> **TASK GOAL**
Among the entries below, how many lines hold the word "window"? Reply with the number only.

> **LISTED RECORDS**
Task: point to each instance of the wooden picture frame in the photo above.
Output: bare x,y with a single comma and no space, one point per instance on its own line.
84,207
---
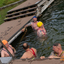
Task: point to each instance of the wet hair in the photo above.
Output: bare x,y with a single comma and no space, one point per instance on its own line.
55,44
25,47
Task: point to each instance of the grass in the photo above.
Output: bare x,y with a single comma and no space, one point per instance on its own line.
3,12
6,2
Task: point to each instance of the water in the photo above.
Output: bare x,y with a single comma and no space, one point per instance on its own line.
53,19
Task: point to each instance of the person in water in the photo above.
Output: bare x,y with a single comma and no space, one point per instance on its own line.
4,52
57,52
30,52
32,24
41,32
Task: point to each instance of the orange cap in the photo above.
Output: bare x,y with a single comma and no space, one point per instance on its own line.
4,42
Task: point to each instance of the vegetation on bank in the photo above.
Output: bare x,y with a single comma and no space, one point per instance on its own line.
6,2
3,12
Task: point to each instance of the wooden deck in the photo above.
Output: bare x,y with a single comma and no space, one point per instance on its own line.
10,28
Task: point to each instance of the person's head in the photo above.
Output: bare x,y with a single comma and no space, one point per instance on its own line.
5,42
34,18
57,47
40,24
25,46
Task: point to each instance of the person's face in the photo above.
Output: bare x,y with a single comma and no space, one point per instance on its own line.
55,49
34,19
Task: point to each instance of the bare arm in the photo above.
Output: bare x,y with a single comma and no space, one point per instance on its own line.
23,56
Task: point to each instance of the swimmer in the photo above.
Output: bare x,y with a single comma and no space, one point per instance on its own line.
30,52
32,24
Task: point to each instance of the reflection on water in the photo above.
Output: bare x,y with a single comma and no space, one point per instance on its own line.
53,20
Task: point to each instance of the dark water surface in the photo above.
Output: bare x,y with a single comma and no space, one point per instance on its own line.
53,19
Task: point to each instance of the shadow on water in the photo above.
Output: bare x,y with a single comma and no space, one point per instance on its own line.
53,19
==
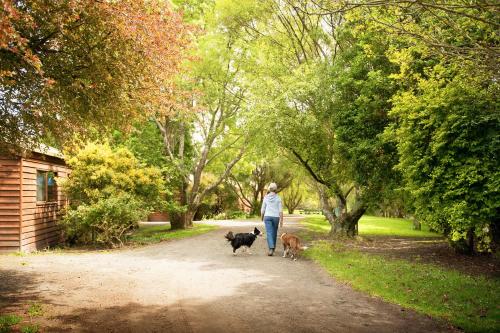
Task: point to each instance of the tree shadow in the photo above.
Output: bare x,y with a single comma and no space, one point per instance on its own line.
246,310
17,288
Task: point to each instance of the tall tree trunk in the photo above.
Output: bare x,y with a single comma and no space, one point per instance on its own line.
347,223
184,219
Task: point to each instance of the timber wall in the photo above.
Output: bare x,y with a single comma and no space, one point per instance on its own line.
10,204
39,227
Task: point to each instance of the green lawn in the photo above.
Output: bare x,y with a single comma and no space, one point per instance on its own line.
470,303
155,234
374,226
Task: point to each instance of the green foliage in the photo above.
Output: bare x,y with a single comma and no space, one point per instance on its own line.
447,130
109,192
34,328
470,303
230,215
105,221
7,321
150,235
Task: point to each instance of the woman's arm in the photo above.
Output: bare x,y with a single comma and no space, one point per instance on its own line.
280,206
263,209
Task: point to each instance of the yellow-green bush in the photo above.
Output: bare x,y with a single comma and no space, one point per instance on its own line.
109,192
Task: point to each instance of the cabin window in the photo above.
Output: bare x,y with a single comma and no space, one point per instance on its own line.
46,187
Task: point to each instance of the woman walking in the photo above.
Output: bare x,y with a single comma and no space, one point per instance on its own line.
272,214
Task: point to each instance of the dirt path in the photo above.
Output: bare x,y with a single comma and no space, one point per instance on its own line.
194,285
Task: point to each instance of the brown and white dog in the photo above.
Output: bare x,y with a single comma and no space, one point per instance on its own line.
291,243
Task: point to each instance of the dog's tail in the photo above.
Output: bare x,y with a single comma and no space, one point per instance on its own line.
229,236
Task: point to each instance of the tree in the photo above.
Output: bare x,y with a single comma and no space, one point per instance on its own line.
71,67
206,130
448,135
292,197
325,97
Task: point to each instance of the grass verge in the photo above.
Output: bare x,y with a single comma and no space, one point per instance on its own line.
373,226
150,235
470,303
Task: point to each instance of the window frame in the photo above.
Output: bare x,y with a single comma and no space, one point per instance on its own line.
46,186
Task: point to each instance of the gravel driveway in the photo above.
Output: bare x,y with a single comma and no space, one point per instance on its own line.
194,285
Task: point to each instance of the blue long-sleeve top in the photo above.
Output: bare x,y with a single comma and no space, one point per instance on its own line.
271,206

> **EXERCISE OUTPUT**
2